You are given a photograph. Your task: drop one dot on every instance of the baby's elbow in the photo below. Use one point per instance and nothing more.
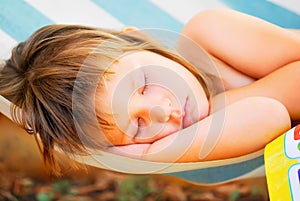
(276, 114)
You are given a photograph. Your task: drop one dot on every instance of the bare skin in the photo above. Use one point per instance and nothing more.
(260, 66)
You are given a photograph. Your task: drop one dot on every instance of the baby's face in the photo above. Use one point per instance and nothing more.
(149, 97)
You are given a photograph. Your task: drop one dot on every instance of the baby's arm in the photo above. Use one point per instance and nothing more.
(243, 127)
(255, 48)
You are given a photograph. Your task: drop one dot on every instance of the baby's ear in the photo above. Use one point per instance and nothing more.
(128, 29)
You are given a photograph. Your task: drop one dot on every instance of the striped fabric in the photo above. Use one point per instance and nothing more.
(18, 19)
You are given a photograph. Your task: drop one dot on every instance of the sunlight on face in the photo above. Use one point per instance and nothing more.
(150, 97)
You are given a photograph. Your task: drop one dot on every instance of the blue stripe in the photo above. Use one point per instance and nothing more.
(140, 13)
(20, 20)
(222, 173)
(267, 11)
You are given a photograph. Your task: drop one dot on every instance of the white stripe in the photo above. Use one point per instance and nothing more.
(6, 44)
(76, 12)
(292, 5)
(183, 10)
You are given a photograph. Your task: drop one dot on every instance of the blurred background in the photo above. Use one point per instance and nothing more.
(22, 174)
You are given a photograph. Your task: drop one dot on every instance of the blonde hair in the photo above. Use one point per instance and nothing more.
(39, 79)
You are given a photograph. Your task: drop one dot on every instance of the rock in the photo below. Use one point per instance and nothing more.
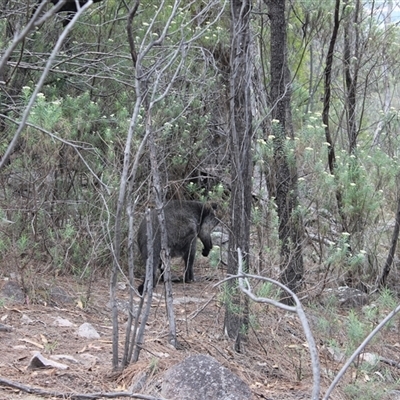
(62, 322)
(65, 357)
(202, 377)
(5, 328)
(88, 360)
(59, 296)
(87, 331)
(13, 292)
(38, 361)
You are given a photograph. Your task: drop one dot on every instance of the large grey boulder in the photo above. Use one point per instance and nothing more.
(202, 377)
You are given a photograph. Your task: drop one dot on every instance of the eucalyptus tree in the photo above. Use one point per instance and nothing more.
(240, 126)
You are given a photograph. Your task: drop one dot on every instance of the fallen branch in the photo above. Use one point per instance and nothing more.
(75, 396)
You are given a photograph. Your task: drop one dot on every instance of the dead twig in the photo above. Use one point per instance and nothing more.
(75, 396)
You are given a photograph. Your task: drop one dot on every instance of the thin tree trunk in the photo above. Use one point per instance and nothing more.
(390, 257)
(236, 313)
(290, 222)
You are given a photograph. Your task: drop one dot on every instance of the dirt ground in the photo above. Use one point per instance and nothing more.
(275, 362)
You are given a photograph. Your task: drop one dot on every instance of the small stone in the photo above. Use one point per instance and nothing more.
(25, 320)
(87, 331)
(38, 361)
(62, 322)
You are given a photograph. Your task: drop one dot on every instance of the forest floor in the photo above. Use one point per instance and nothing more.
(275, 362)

● ● ● ● ● ● ●

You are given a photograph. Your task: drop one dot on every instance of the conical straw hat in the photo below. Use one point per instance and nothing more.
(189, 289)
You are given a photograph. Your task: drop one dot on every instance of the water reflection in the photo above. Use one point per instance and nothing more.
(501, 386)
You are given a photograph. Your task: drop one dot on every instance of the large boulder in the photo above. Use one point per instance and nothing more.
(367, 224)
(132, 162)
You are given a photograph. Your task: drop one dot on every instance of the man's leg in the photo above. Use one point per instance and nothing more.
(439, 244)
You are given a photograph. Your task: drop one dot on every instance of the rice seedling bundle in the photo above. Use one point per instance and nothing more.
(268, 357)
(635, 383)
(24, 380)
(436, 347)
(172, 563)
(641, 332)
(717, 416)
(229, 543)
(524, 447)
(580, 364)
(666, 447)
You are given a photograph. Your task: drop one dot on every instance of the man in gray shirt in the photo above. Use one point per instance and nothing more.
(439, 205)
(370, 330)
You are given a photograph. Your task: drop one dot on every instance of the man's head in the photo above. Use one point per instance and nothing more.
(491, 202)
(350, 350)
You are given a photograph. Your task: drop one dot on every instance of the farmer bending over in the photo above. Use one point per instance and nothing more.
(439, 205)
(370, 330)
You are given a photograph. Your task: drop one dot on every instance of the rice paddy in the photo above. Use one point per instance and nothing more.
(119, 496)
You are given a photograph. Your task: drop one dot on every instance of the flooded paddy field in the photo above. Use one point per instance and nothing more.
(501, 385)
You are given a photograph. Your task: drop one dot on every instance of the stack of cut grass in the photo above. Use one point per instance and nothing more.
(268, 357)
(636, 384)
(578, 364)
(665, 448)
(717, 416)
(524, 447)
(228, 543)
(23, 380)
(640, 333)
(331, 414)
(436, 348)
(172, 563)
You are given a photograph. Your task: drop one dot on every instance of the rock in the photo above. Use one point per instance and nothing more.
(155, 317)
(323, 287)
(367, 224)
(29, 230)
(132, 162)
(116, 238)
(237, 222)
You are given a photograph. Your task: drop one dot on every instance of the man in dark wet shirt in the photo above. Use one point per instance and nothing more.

● ● ● ● ● ● ●

Problem statement: From the material above, copy every line that contains the word "below".

Task solution:
You are given a photograph. Your task: drop one dot on every instance of the baby's elbow in the photo below. Use one point per instance and nothing more.
You are given a photograph. Your task: drop one dot on every instance of the rock in the photo below. Use one point per instance and nothing more.
You are given a photograph. Your task: drop one dot on every instance of the conical straw hat in the photo below. Use one point per instance and nothing more.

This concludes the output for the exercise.